▸ **TASK DIRECTIONS**
Give the lines from the start of the records through the line with "74 61 L 13 57" as a numbered list, with blank lines and pictures left out.

Stored records
________________

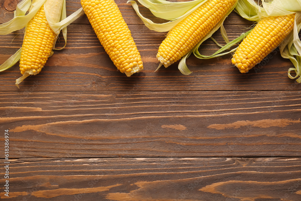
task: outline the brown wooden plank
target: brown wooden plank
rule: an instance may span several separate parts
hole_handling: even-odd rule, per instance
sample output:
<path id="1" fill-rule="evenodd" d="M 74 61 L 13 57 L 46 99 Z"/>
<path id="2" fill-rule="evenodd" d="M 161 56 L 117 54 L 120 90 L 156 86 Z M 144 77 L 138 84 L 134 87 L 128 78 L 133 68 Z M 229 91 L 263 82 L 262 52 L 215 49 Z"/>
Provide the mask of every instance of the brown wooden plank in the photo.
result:
<path id="1" fill-rule="evenodd" d="M 300 158 L 26 159 L 11 161 L 11 200 L 301 199 Z M 5 169 L 0 167 L 2 187 L 5 183 Z M 7 198 L 3 192 L 1 196 Z"/>
<path id="2" fill-rule="evenodd" d="M 301 154 L 300 91 L 0 94 L 11 158 Z"/>
<path id="3" fill-rule="evenodd" d="M 230 39 L 240 35 L 241 26 L 225 26 L 231 30 Z M 191 55 L 187 61 L 193 72 L 188 76 L 181 73 L 178 62 L 154 72 L 158 65 L 156 52 L 164 34 L 150 30 L 144 25 L 129 26 L 144 61 L 144 70 L 137 74 L 127 77 L 117 71 L 90 25 L 71 25 L 66 47 L 55 51 L 41 73 L 26 79 L 19 90 L 14 83 L 21 74 L 18 65 L 15 65 L 0 73 L 0 90 L 24 91 L 29 88 L 39 91 L 301 90 L 301 85 L 287 77 L 287 70 L 292 64 L 281 57 L 277 50 L 263 61 L 264 66 L 257 65 L 247 74 L 240 73 L 232 66 L 230 54 L 209 60 Z M 19 31 L 0 36 L 0 63 L 21 46 L 22 33 Z M 215 38 L 223 43 L 220 33 L 217 33 Z M 62 46 L 63 41 L 58 42 L 57 47 Z M 209 39 L 202 46 L 201 52 L 209 55 L 218 47 Z M 35 85 L 39 87 L 33 87 Z"/>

________________

▸ **RESPONSE**
1. task: outline the brown wooden plank
2. target: brown wooden plank
3. rule: an instance may span several separate parts
4. hole_handling: even-odd rule, per instance
5. sample output:
6. <path id="1" fill-rule="evenodd" d="M 74 61 L 13 57 L 46 99 Z"/>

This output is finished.